● **Okunacak metin**:
+++

İslâm’ı kamusal alandan uzaklaştırmak, “İslâm’ı
hükümsüz bırakmak” demektir. Zîrâ İslâm sâdece kısa ve basit bir-kaç ibâdet ve
ritüelden ibâret değildir. Hayâtın tam merkezine söyleyecek sözü ve hayâtın tam
da merkezine yönelik projeleri vardır. Birileri her ne kadar bu projelerden
bahsetmekten utanıyor olsa da bu gerçek değişmez. Ercüment Özkan:
“İslâm’ın hiç-bir hükmü, ortaya koyduğu değer utanılacak bir değer
değildir. Kendine bu denli güvenini yitirmiş toplumlar helâk olmaya mahkumdur.
Böylesi bir utanma söz-konusu olacaksa, asırlardır diğerlerine kıyâs edilemeyecek
derecede başarılı olarak milyonları idâre eden İslâm ahkâmından utanmak değil,
diğer düzen sâhipleri kendi düzenlerinden utanmalıdırlar” der.
Müslümanlar içinde sözde bilgin bir kesim de İslâm’ın
kamusal alandan uzak tutulmasını ağır bir sarhoşluk hâli içinde söyleyebiliyor.

+++

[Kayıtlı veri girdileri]
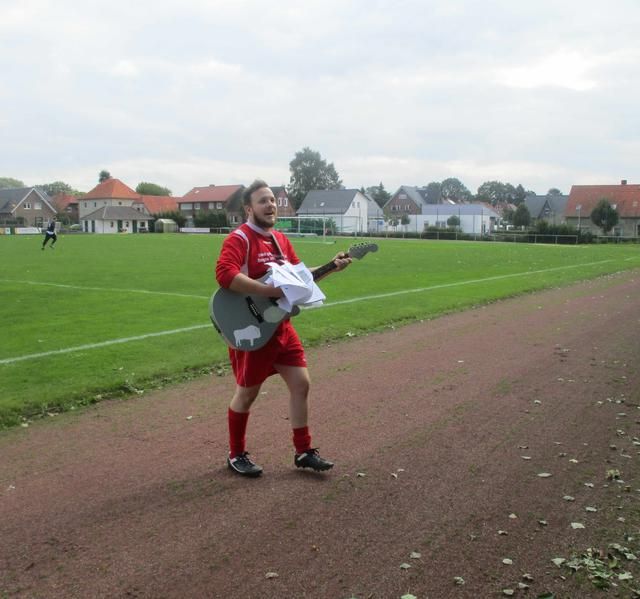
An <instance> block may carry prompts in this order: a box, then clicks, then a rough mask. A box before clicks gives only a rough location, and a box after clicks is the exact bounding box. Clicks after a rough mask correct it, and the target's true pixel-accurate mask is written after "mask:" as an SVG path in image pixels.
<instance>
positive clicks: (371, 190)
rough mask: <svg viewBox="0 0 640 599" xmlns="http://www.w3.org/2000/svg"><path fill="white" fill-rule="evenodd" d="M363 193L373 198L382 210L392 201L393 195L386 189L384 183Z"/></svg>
mask: <svg viewBox="0 0 640 599" xmlns="http://www.w3.org/2000/svg"><path fill="white" fill-rule="evenodd" d="M363 193H366V194H367V195H369V196H371V197H372V198H373V199H374V200H375V202H376V204H378V206H380V208H382V207H383V206H384V205H385V204H386V203H387V202H388V201H389V200H390V199H391V194H390V193H389V192H388V191H387V190H386V189H385V188H384V185H383V184H382V181H381V182H380V185H373V186H372V187H367V189H366V190H365V191H364V192H363Z"/></svg>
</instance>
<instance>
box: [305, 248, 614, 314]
mask: <svg viewBox="0 0 640 599" xmlns="http://www.w3.org/2000/svg"><path fill="white" fill-rule="evenodd" d="M607 262H613V259H609V260H600V261H598V262H585V263H582V264H571V265H569V266H554V267H553V268H543V269H540V270H528V271H526V272H516V273H512V274H510V275H496V276H494V277H485V278H484V279H469V280H468V281H457V282H455V283H442V284H441V285H430V286H429V287H418V288H415V289H402V290H400V291H390V292H389V293H378V294H376V295H365V296H362V297H354V298H351V299H348V300H340V301H337V302H329V303H327V304H323V305H322V306H318V307H319V308H322V307H325V308H330V307H331V306H343V305H344V304H353V303H356V302H362V301H366V300H371V299H381V298H385V297H395V296H398V295H407V294H409V293H420V292H422V291H433V290H435V289H446V288H448V287H461V286H463V285H473V284H474V283H486V282H488V281H500V280H502V279H512V278H515V277H524V276H529V275H536V274H542V273H545V272H553V271H557V270H567V269H569V268H580V267H582V266H596V265H598V264H606V263H607ZM311 309H314V308H313V307H311Z"/></svg>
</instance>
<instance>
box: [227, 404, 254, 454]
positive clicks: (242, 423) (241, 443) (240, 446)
mask: <svg viewBox="0 0 640 599" xmlns="http://www.w3.org/2000/svg"><path fill="white" fill-rule="evenodd" d="M228 420H229V457H230V458H235V457H236V456H239V455H240V454H241V453H244V448H245V441H246V431H247V421H248V420H249V412H234V411H233V410H232V409H231V408H229V411H228Z"/></svg>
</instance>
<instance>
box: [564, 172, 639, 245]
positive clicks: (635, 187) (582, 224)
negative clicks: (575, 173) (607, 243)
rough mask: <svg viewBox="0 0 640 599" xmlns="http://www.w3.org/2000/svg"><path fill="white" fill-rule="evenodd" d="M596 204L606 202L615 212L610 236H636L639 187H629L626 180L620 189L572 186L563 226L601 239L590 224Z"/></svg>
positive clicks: (596, 185)
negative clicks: (570, 226) (610, 206)
mask: <svg viewBox="0 0 640 599" xmlns="http://www.w3.org/2000/svg"><path fill="white" fill-rule="evenodd" d="M600 200H607V201H608V202H609V203H610V204H611V206H612V207H613V208H615V210H616V211H617V212H618V217H619V221H618V224H617V226H616V227H614V229H613V231H612V234H613V235H619V236H622V237H639V236H640V185H637V184H631V185H630V184H628V183H627V181H626V179H623V180H622V181H621V182H620V185H573V186H572V187H571V191H570V192H569V200H568V201H567V205H566V208H565V213H564V216H565V219H566V221H567V224H568V225H572V226H574V227H576V228H578V229H580V230H581V231H591V232H592V233H594V234H597V235H601V234H602V229H600V228H599V227H596V225H594V224H593V223H592V222H591V212H592V211H593V209H594V208H595V207H596V205H597V204H598V202H600Z"/></svg>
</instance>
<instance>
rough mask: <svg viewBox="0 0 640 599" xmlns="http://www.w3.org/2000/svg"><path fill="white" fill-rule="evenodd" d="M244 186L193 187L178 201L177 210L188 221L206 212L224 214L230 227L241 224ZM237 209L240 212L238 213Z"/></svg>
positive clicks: (191, 219) (206, 212) (192, 221)
mask: <svg viewBox="0 0 640 599" xmlns="http://www.w3.org/2000/svg"><path fill="white" fill-rule="evenodd" d="M243 190H244V185H207V186H206V187H194V188H193V189H192V190H191V191H189V192H188V193H186V194H185V195H184V196H183V197H182V198H180V199H179V200H178V209H179V210H180V212H181V213H182V214H184V215H185V216H186V217H187V219H188V221H191V222H193V218H194V217H195V216H196V215H199V214H204V213H207V212H225V213H226V214H227V219H228V221H229V224H230V225H231V226H234V225H238V224H240V223H242V216H241V214H242V212H241V209H242V191H243ZM238 207H239V208H240V211H238Z"/></svg>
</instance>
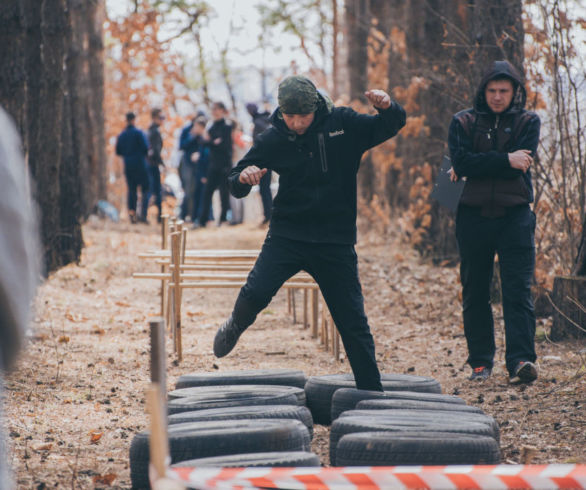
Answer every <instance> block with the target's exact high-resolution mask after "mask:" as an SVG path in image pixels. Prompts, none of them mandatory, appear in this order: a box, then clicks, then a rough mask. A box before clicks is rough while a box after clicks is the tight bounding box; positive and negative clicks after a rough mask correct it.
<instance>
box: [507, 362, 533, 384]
mask: <svg viewBox="0 0 586 490" xmlns="http://www.w3.org/2000/svg"><path fill="white" fill-rule="evenodd" d="M536 379H537V367H536V366H535V364H533V363H532V362H529V361H521V362H519V363H518V364H517V366H515V370H514V371H513V373H512V374H511V376H510V378H509V383H511V384H513V385H518V384H521V383H531V382H533V381H535V380H536Z"/></svg>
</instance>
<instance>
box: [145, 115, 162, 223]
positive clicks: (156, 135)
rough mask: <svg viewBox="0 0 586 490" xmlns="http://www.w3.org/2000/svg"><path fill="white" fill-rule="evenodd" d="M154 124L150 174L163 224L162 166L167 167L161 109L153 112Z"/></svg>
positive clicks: (151, 194) (150, 137) (155, 199)
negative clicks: (161, 127)
mask: <svg viewBox="0 0 586 490" xmlns="http://www.w3.org/2000/svg"><path fill="white" fill-rule="evenodd" d="M151 118H152V124H151V126H150V127H149V131H148V140H149V152H148V172H149V184H150V195H151V196H155V204H156V206H157V208H158V209H159V216H158V218H157V219H158V222H159V223H160V222H161V215H162V214H163V210H162V200H163V199H162V193H161V171H160V169H159V165H160V166H163V167H164V166H165V163H164V162H163V157H162V156H161V152H162V151H163V137H162V136H161V132H160V131H159V126H161V124H163V121H164V120H165V115H164V114H163V111H162V110H161V109H159V108H155V109H153V110H152V111H151Z"/></svg>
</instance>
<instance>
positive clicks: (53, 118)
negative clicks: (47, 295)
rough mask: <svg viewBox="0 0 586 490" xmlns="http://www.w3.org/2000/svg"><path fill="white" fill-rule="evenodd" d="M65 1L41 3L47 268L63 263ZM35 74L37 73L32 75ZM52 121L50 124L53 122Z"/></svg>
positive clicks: (38, 179) (43, 150)
mask: <svg viewBox="0 0 586 490" xmlns="http://www.w3.org/2000/svg"><path fill="white" fill-rule="evenodd" d="M64 11H65V5H64V3H63V0H43V3H42V6H41V36H42V60H43V64H42V65H41V69H40V70H39V72H40V73H39V75H40V79H41V84H40V97H39V102H40V103H39V121H40V123H41V124H42V130H41V131H40V134H39V146H40V148H42V153H41V159H40V160H39V161H38V164H37V168H36V175H35V177H36V185H37V189H36V190H37V192H36V197H37V201H38V203H39V208H40V210H41V213H42V220H41V239H42V243H43V247H44V255H45V266H46V271H47V273H48V272H51V271H53V270H55V269H57V268H58V267H60V266H61V265H62V262H61V257H60V250H59V235H60V228H61V219H60V210H59V202H60V201H59V199H60V193H61V185H60V178H59V175H60V172H59V170H60V166H61V154H62V151H61V150H62V149H61V138H62V130H61V125H62V122H63V97H64V72H63V62H64V56H65V46H64V39H63V36H64V34H63V33H64V31H65V27H66V26H65V18H64V17H65V16H64ZM32 76H34V75H32ZM49 122H50V124H49Z"/></svg>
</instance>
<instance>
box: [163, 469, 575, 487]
mask: <svg viewBox="0 0 586 490" xmlns="http://www.w3.org/2000/svg"><path fill="white" fill-rule="evenodd" d="M168 471H169V473H168V475H167V476H168V477H170V478H173V479H175V480H179V481H182V482H184V483H185V484H188V485H189V486H190V487H192V488H197V489H201V490H208V489H209V490H211V489H218V490H219V489H222V490H223V489H254V488H263V489H264V488H279V489H291V490H330V489H331V490H350V489H352V490H384V489H390V488H393V489H395V488H396V489H416V488H417V489H422V488H441V489H481V488H494V489H523V488H532V489H547V490H549V489H555V488H565V489H570V488H571V489H586V465H574V464H550V465H496V466H494V465H493V466H480V465H476V466H456V465H454V466H387V467H384V466H377V467H359V466H357V467H350V466H349V467H339V468H336V467H332V468H320V467H314V468H174V469H169V470H168Z"/></svg>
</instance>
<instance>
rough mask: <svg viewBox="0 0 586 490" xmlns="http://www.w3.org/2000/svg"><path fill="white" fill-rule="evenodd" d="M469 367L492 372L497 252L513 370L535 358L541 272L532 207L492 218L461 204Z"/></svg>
mask: <svg viewBox="0 0 586 490" xmlns="http://www.w3.org/2000/svg"><path fill="white" fill-rule="evenodd" d="M456 235H457V238H458V246H459V248H460V258H461V265H460V277H461V280H462V298H463V310H464V333H465V334H466V341H467V343H468V354H469V356H468V364H470V366H472V367H473V368H474V367H479V366H486V367H490V368H492V365H493V358H494V354H495V342H494V324H493V318H492V309H491V305H490V283H491V281H492V275H493V268H494V258H495V253H496V254H498V258H499V269H500V276H501V287H502V296H503V315H504V320H505V336H506V352H505V359H506V364H507V370H508V371H509V373H510V374H512V372H513V370H514V368H515V366H516V365H517V363H518V362H519V361H531V362H534V361H535V359H536V355H535V344H534V337H535V312H534V309H533V299H532V297H531V283H532V281H533V274H534V269H535V240H534V236H535V214H534V213H533V212H532V211H531V209H530V208H529V206H527V205H526V206H516V207H514V208H510V209H509V210H508V211H507V213H506V214H505V215H504V216H501V217H499V218H487V217H484V216H482V215H481V214H480V208H473V207H468V206H460V207H459V208H458V216H457V219H456Z"/></svg>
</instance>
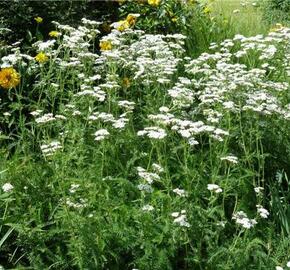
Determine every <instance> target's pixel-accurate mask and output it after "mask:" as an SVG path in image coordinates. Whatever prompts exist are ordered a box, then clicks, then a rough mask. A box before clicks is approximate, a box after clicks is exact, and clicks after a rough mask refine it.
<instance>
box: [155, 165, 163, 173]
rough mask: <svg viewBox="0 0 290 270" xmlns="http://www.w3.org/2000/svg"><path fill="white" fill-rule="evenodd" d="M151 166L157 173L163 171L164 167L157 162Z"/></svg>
mask: <svg viewBox="0 0 290 270" xmlns="http://www.w3.org/2000/svg"><path fill="white" fill-rule="evenodd" d="M152 168H153V170H154V171H156V172H159V173H161V172H164V169H163V168H162V167H161V166H160V165H159V164H157V163H153V164H152Z"/></svg>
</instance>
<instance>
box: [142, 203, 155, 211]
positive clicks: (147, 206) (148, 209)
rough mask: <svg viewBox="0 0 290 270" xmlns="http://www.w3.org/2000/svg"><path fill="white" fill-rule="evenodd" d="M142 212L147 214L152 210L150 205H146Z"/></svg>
mask: <svg viewBox="0 0 290 270" xmlns="http://www.w3.org/2000/svg"><path fill="white" fill-rule="evenodd" d="M142 210H143V211H145V212H149V211H152V210H154V207H153V206H152V205H149V204H146V205H144V206H143V207H142Z"/></svg>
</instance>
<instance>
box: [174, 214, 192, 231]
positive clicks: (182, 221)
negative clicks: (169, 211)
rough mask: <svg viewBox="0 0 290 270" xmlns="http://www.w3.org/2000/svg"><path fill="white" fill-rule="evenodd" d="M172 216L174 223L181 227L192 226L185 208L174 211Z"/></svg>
mask: <svg viewBox="0 0 290 270" xmlns="http://www.w3.org/2000/svg"><path fill="white" fill-rule="evenodd" d="M171 216H172V217H174V220H173V223H176V224H178V225H179V226H181V227H187V228H189V227H190V224H189V223H188V222H187V217H186V211H185V210H181V212H173V213H172V214H171Z"/></svg>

+++

● **İş kalemi**:
İslâm'ın kamusal alandan uzaklaştırılması üzerine yukarıda verilen metni, hiçbir değişiklik yapmadan baştan sona yeniden yazın.

● **Görev çözümü**:
İslâm’ı kamusal alandan uzaklaştırmak, “İslâm’ı
hükümsüz bırakmak” demektir. Zîrâ İslâm sâdece kısa ve basit bir-kaç ibâdet ve
ritüelden ibâret değildir. Hayâtın tam merkezine söyleyecek sözü ve hayâtın tam
da merkezine yönelik projeleri vardır. Birileri her ne kadar bu projelerden
bahsetmekten utanıyor olsa da bu gerçek değişmez. Ercüment Özkan:
“İslâm’ın hiç-bir hükmü, ortaya koyduğu değer utanılacak bir değer
değildir. Kendine bu denli güvenini yitirmiş toplumlar helâk olmaya mahkumdur.
Böylesi bir utanma söz-konusu olacaksa, asırlardır diğerlerine kıyâs edilemeyecek
derecede başarılı olarak milyonları idâre eden İslâm ahkâmından utanmak değil,
diğer düzen sâhipleri kendi düzenlerinden utanmalıdırlar” der.
Müslümanlar içinde sözde bilgin bir kesim de İslâm’ın
kamusal alandan uzak tutulmasını ağır bir sarhoşluk hâli içinde söyleyebiliyor.